Extract the text of each entry below exactly, leaving every image behind.

++++ RECORDS PROVIDED

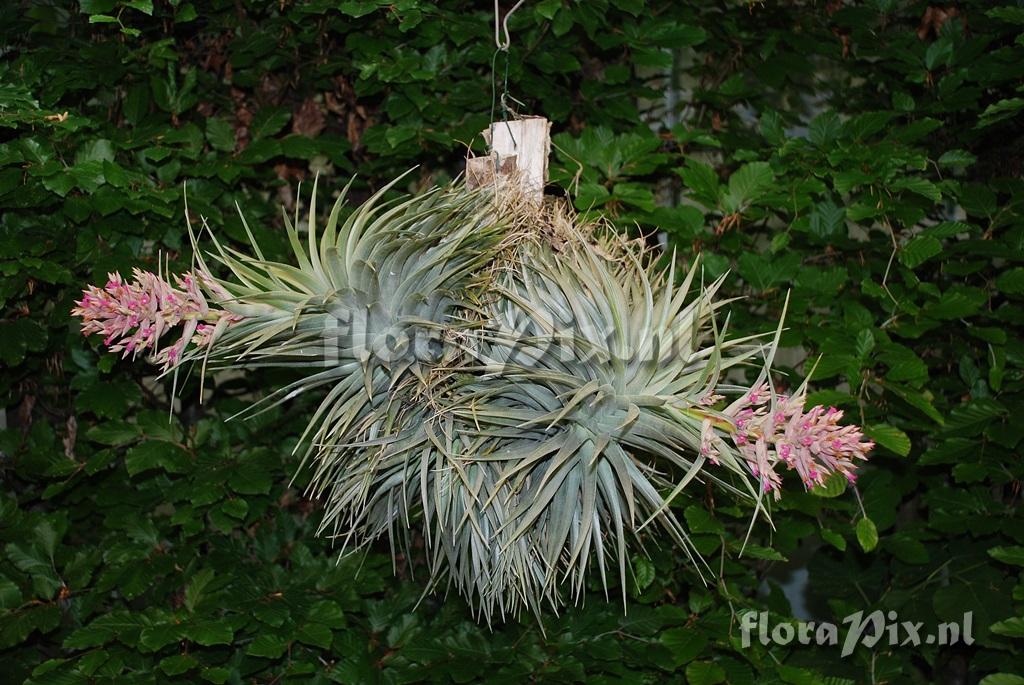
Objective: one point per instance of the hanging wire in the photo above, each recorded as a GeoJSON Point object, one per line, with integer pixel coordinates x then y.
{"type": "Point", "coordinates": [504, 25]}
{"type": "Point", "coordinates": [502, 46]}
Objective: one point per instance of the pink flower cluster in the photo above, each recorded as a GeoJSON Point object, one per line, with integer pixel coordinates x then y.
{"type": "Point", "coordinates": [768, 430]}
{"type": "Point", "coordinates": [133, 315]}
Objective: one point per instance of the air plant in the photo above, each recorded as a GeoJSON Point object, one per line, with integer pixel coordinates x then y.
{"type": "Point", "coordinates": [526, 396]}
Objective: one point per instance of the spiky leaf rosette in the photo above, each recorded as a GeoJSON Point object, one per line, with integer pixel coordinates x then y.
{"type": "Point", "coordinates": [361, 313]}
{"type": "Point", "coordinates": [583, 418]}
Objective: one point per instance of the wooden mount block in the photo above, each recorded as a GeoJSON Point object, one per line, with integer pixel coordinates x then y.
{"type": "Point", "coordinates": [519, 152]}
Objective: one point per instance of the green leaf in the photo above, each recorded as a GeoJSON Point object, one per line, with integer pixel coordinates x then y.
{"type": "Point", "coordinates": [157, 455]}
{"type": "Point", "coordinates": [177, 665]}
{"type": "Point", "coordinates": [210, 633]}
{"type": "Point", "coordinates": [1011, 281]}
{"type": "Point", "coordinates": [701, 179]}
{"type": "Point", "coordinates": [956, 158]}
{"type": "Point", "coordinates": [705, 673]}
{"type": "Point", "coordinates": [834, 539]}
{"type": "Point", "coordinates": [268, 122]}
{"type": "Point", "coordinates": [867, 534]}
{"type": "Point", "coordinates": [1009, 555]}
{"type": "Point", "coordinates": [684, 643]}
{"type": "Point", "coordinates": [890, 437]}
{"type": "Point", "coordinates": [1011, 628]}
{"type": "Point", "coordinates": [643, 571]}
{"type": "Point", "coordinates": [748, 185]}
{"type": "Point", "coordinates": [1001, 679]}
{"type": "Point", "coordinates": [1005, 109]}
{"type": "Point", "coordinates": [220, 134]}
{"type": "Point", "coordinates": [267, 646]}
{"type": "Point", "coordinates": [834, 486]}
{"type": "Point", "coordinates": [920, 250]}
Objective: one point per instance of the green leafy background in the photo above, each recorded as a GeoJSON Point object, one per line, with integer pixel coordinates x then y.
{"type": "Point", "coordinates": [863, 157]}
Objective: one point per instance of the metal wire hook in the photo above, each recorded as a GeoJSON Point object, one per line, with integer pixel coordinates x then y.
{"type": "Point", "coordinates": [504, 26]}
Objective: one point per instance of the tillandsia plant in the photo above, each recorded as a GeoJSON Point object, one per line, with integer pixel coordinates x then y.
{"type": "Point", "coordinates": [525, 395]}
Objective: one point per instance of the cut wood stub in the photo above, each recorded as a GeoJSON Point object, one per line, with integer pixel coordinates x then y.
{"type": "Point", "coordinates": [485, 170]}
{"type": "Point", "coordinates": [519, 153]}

++++++++

● FULL ANSWER:
Objective: one point per instance of the hanging wire in the photo above, each recorded as a GeoJSON Point object, one per line, with integer pixel coordinates x then y.
{"type": "Point", "coordinates": [504, 25]}
{"type": "Point", "coordinates": [502, 46]}
Objective: one point per instance of the pink flower cluster in the photo above, each recorded as a GeoJSON Point object, one per line, with integer pixel coordinates x then y.
{"type": "Point", "coordinates": [768, 430]}
{"type": "Point", "coordinates": [133, 315]}
Objective: one point per instance of the air plant in the photo above, each recorded as a GeoJSON Point object, one per line, with integer pixel coordinates x then y.
{"type": "Point", "coordinates": [526, 396]}
Objective: one point per instance of the spiky leaf rosette in the photo above, each recorded as a GeoJSON Point object, one per line, with integer pixel coordinates x then y.
{"type": "Point", "coordinates": [361, 313]}
{"type": "Point", "coordinates": [583, 418]}
Objective: one point per instance of the wooden mount block in the photo above, each recorded as a GeoJSON Point object, one per line, with integer pixel coordinates x then y.
{"type": "Point", "coordinates": [519, 152]}
Objective: one point per instance of the green leaf in the photo above, each recorded as a GeoJSON Point object, one per line, with integer pixel coordinates x then y.
{"type": "Point", "coordinates": [157, 455]}
{"type": "Point", "coordinates": [177, 665]}
{"type": "Point", "coordinates": [210, 633]}
{"type": "Point", "coordinates": [1011, 281]}
{"type": "Point", "coordinates": [701, 179]}
{"type": "Point", "coordinates": [956, 158]}
{"type": "Point", "coordinates": [705, 673]}
{"type": "Point", "coordinates": [834, 539]}
{"type": "Point", "coordinates": [268, 122]}
{"type": "Point", "coordinates": [867, 534]}
{"type": "Point", "coordinates": [1009, 555]}
{"type": "Point", "coordinates": [684, 643]}
{"type": "Point", "coordinates": [890, 437]}
{"type": "Point", "coordinates": [1011, 628]}
{"type": "Point", "coordinates": [643, 571]}
{"type": "Point", "coordinates": [748, 185]}
{"type": "Point", "coordinates": [1001, 679]}
{"type": "Point", "coordinates": [1005, 109]}
{"type": "Point", "coordinates": [220, 134]}
{"type": "Point", "coordinates": [267, 646]}
{"type": "Point", "coordinates": [834, 486]}
{"type": "Point", "coordinates": [920, 250]}
Objective: one point per instance of the green leafy background in the photo above, each recorded as a GeoJSON Point object, one per line, with integer pixel coordinates x then y.
{"type": "Point", "coordinates": [863, 157]}
Objective: one point per instance of the metal wire hook in the photo above, each recorded as a GeoJSON Point object, one per line, with integer pixel coordinates x then y.
{"type": "Point", "coordinates": [504, 26]}
Objective: one point per instance of the tillandsia plant in the photo above, each recorded as a GeoJSON Point object, one per line, with integer pixel coordinates x then y.
{"type": "Point", "coordinates": [525, 395]}
Objective: one point per instance of the cut wood stub in the photo above, each recorded as a GeoJSON Point object, one per line, with integer pixel coordinates x then y.
{"type": "Point", "coordinates": [485, 170]}
{"type": "Point", "coordinates": [519, 153]}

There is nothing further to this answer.